EXERCISE GOAL: Pull out each line from the rows below that contains the word "brown".

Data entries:
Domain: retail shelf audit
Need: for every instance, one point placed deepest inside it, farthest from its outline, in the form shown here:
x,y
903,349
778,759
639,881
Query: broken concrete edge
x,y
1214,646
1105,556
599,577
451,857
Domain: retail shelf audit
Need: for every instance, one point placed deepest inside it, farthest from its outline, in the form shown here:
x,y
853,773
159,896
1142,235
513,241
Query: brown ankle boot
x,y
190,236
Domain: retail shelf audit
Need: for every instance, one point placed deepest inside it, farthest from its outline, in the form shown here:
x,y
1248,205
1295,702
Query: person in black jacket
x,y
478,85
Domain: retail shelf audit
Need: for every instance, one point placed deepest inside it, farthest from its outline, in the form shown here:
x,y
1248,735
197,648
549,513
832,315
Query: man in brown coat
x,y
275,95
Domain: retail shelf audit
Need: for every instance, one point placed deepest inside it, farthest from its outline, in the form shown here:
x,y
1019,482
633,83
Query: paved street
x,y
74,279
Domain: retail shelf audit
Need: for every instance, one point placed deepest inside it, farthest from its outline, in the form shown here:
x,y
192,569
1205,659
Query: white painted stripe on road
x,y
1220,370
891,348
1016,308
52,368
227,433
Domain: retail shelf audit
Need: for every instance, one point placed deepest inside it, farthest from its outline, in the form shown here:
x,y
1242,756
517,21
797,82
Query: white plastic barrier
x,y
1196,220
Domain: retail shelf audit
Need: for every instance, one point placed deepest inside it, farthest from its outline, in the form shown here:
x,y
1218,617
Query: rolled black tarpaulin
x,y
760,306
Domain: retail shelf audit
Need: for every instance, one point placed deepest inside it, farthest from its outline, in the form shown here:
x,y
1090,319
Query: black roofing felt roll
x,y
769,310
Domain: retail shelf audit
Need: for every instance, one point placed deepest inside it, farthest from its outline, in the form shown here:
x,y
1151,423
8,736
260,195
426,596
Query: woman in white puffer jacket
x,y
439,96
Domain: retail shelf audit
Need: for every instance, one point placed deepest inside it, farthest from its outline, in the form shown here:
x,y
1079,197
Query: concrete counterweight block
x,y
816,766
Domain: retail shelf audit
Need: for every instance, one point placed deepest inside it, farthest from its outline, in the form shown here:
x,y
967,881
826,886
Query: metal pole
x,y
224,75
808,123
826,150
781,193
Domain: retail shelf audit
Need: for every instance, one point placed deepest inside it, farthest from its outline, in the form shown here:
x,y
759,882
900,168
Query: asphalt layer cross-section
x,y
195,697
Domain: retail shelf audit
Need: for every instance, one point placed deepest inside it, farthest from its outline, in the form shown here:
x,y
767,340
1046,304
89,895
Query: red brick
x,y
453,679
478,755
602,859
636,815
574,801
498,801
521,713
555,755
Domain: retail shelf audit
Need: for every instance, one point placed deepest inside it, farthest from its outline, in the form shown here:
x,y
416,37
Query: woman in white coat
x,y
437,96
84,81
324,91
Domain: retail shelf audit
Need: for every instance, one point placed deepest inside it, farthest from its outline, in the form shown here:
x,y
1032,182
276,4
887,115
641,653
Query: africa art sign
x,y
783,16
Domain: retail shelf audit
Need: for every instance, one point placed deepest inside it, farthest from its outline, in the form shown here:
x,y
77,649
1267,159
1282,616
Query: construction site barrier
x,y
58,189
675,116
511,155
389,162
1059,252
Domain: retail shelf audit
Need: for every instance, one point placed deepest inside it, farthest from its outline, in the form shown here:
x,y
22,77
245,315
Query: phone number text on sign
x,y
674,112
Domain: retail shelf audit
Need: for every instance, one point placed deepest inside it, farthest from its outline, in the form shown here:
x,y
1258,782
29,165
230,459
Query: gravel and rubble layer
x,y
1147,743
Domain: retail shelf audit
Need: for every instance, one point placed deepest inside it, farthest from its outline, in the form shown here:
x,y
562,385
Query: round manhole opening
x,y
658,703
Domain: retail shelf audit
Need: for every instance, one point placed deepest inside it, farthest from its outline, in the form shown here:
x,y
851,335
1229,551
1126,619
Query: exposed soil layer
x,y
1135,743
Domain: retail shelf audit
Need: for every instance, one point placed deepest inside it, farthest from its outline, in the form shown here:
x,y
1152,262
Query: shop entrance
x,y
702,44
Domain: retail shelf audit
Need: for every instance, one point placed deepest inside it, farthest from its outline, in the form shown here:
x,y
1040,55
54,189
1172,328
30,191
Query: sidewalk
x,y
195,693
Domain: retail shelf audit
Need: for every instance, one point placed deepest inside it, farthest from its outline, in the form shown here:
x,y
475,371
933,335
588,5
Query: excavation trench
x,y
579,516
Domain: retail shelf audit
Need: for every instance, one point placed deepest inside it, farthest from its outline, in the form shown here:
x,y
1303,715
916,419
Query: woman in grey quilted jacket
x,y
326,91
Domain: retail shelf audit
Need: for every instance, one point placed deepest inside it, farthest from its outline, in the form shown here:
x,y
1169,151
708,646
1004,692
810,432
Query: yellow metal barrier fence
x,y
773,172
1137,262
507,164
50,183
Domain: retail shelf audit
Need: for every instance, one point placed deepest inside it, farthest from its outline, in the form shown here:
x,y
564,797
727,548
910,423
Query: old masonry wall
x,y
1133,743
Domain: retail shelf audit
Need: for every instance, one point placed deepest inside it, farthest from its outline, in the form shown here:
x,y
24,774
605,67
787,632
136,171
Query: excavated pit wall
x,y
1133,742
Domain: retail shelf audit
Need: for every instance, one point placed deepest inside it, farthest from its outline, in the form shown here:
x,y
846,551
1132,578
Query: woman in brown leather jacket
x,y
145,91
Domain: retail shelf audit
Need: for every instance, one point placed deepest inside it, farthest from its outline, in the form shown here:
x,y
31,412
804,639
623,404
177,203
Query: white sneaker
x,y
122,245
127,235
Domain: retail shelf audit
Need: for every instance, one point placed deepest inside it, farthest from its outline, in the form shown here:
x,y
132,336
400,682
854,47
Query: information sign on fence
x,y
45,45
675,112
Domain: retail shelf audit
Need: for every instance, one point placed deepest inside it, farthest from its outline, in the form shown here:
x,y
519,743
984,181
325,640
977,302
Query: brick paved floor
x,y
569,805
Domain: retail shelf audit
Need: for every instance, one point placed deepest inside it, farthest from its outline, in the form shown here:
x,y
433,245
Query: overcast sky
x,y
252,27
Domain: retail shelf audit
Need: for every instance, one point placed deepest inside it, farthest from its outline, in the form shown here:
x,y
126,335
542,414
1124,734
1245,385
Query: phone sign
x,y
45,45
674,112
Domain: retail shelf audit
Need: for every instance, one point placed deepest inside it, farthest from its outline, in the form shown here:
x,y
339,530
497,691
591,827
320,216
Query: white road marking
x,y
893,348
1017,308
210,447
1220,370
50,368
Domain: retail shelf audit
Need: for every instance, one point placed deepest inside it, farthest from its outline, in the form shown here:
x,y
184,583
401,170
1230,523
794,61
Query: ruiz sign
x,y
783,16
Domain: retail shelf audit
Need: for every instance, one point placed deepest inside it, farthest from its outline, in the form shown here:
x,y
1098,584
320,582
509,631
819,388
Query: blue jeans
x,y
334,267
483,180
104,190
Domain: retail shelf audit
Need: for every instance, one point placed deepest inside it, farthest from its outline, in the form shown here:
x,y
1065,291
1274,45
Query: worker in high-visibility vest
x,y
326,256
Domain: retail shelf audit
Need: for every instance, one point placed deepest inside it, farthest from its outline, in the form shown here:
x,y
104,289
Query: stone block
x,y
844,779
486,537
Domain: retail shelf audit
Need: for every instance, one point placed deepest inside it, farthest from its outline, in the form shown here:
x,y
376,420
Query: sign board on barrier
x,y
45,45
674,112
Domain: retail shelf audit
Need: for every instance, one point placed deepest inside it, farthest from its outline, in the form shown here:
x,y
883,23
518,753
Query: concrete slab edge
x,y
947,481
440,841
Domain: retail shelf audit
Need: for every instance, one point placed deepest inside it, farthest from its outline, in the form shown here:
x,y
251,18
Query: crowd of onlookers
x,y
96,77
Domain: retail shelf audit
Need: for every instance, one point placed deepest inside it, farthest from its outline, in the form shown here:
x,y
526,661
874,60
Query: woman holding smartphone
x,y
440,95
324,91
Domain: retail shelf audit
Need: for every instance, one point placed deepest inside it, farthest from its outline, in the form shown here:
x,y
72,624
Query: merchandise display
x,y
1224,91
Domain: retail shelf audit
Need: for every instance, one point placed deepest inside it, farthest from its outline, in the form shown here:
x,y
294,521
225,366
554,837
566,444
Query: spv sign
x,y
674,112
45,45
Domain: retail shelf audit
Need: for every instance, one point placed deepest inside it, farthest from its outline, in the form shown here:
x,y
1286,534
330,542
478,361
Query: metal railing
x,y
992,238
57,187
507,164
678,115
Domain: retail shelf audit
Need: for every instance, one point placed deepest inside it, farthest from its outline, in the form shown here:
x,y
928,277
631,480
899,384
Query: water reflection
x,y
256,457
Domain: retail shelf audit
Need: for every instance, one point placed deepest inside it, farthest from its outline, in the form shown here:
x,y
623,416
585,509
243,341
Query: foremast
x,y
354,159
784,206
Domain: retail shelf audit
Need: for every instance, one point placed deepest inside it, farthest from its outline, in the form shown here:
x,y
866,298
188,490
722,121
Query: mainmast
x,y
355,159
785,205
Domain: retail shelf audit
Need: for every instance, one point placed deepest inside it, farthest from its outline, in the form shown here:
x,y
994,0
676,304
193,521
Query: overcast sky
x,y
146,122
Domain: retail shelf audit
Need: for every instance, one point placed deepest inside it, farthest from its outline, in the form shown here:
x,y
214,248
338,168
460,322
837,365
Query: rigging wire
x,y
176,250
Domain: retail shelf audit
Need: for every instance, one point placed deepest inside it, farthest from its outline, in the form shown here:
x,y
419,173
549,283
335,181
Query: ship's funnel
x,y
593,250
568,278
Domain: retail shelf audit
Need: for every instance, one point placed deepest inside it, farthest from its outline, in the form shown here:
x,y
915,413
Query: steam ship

ANSWER TO THE PROBLEM:
Query: brown ankle boot
Query: man in brown coat
Query: woman in brown leather jacket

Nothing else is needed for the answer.